▸ PROMPT: Tally the lines of the listing that contain the string "oven", and give only that number.

═══ PROVIDED RECORDS

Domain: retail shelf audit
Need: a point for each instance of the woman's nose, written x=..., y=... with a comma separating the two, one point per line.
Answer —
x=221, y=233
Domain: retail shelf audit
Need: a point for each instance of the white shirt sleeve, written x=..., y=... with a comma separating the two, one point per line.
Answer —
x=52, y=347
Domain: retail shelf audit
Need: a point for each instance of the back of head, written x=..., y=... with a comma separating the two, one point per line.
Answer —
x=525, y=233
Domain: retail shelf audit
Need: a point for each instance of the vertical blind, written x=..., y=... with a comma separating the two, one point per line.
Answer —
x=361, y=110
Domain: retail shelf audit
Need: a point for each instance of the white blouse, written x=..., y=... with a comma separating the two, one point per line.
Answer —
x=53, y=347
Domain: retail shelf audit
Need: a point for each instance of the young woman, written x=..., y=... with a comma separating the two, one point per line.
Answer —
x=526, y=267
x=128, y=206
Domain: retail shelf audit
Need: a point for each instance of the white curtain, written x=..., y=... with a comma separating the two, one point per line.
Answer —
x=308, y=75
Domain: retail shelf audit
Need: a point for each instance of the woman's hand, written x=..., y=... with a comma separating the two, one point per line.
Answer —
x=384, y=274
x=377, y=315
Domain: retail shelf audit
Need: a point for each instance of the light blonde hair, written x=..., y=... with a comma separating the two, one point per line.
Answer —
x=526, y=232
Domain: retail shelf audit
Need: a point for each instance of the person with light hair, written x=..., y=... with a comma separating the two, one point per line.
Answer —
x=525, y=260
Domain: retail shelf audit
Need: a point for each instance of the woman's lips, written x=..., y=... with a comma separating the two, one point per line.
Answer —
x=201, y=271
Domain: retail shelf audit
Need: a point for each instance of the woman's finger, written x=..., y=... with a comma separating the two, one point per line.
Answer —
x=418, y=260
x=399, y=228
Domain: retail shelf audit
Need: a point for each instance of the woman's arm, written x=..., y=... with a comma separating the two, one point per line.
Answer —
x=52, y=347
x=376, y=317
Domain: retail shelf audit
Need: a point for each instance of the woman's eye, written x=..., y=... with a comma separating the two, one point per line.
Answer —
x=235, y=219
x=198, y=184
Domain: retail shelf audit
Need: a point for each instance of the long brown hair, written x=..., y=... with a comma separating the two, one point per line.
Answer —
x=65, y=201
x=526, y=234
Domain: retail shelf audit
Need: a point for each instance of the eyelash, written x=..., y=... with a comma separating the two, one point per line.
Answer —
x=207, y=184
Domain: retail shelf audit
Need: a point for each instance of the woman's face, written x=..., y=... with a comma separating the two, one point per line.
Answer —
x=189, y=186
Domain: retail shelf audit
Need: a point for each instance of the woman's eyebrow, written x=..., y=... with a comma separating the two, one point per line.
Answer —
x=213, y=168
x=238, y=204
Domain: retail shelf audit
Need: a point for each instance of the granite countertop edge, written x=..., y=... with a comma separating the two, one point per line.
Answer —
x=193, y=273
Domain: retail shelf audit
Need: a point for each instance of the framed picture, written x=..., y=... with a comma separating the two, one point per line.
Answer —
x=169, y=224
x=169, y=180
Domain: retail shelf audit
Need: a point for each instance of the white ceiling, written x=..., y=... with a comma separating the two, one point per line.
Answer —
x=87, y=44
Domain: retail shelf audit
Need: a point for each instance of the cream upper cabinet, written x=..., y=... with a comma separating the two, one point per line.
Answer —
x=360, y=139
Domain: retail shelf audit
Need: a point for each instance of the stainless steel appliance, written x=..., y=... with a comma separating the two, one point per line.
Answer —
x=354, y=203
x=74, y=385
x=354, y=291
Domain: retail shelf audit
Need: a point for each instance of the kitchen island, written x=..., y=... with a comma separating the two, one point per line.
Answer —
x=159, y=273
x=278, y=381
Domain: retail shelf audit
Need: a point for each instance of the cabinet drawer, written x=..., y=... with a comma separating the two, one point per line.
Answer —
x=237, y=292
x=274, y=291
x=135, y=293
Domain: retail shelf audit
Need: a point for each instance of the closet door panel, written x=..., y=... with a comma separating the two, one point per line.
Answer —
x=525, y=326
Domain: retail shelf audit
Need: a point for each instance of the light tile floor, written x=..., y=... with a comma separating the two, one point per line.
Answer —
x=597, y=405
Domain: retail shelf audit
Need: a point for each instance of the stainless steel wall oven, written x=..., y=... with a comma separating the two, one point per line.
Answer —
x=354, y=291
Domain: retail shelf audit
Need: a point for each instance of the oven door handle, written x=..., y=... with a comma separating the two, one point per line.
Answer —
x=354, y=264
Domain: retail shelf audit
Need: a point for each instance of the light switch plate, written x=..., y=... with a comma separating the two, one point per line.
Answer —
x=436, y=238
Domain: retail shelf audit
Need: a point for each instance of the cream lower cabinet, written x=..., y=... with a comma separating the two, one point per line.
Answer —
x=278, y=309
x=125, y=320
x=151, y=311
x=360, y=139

══════

▸ TASK RESPONSE: 2